EXCERPTED TEXT:
<<<<

Scientific classification
- Kingdom: Animalia
- Phylum: Chordata
- Class: Aves
- Order: Piciformes
- Family: Picidae
- Genus: Pardipicus
- Species: P. nivosus
- Binomial name: Pardipicus nivosus (Swainson, 1837)

= Buff-spotted woodpecker =

- Authority: (Swainson, 1837)
- Conservation status: LC

Species of bird

The buff-spotted woodpecker (Pardipicus nivosus) is a species of bird in the family Picidae. It is native to large parts of tropical central Africa. It has an extremely wide range and is an uncommon species, and the International Union for Conservation of Nature has rated its conservation status as being of "least concern".

==Description==
The buff-spotted woodpecker is a small species growing to a length of about 15 cm. The male has a dark olive or blackish crown and a bright red nape, with the other parts of the head whitish or buff streaked with olive. The female lacks the red nape. Both sexes have plain green upper parts, and yellowish-olive or dark olive underparts, spotted or barred with buff. The beak is curved and rather short.

==Distribution and habitat==
The buff-spotted woodpecker is native to the African tropical rainforest. Its typical habitat is primary and secondary tropical forest at altitudes of up to about 1800 m, but most common at altitudes less than 950 m.

==Ecology==
The buff-spotted woodpecker feeds largely on black ants (Crematogaster) and termites which it finds on trees. It is an inconspicuous, silent bird, often foraging singly or in pairs in the understorey layers of the forest, or it may form part of small groups of mixed species.

==Status==
The buff-spotted woodpecker has an extremely wide range and is a common species in some localities, though less so in others. No particular threats have been recognised and the population is presumed to be steady. The International Union for Conservation of Nature has rated its conservation status as being of "least concern".

>>>>

SUPPLIED DATA:
<<<<

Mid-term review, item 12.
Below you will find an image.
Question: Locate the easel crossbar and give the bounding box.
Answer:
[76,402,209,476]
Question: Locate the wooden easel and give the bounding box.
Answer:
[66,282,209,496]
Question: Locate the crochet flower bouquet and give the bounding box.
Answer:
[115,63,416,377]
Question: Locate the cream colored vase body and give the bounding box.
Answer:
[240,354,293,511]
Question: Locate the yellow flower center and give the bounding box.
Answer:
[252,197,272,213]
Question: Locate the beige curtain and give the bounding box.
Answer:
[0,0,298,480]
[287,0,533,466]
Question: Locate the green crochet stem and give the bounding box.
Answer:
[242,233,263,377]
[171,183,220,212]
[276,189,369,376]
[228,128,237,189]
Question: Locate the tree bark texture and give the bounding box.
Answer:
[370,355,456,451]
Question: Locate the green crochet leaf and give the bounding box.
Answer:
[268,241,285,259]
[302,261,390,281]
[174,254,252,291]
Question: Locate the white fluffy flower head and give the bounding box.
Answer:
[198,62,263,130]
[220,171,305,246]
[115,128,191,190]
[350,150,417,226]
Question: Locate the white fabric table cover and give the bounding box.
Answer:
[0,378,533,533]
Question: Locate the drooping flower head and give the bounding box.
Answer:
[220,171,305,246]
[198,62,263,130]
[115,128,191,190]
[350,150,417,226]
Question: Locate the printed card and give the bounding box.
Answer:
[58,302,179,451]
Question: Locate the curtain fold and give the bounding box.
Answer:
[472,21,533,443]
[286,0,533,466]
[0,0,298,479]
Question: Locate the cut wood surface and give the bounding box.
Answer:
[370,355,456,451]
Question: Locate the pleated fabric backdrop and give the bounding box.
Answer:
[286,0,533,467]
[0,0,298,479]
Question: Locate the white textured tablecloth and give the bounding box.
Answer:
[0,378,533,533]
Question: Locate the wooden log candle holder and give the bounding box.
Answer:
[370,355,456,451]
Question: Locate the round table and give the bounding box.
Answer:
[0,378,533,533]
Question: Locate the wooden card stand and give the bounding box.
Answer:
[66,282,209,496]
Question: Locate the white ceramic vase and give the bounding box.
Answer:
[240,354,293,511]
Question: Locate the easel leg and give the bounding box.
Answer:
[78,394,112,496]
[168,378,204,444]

>>>>

CHECK YOUR UNDERSTANDING:
#1 Say whether each statement agrees with the buff-spotted woodpecker text, answering yes or no and quoting the deciding words: (a) The female has a bright red nape. (b) The bird feeds largely on black ants and termites that it finds on trees. (c) The bird is most common at altitudes above 1800 m.
#2 Reproduce the part of the buff-spotted woodpecker text starting with "The buff-spotted woodpecker (Pardipicus" and going on through "and rather short.".

RESPONSES BY ITEM NUMBER:
#1
(a) No: "The female lacks the red nape."
(b) Yes: "feeds largely on black ants (Crematogaster) and termites which it finds on trees"
(c) No: "but most common at altitudes less than 950 m"

#2
The buff-spotted woodpecker (Pardipicus nivosus) is a species of bird in the family Picidae. It is native to large parts of tropical central Africa. It has an extremely wide range and is an uncommon species, and the International Union for Conservation of Nature has rated its conservation status as being of "least concern".

==Description==
The buff-spotted woodpecker is a small species growing to a length of about 15 cm. The male has a dark olive or blackish crown and a bright red nape, with the other parts of the head whitish or buff streaked with olive. The female lacks the red nape. Both sexes have plain green upper parts, and yellowish-olive or dark olive underparts, spotted or barred with buff. The beak is curved and rather short.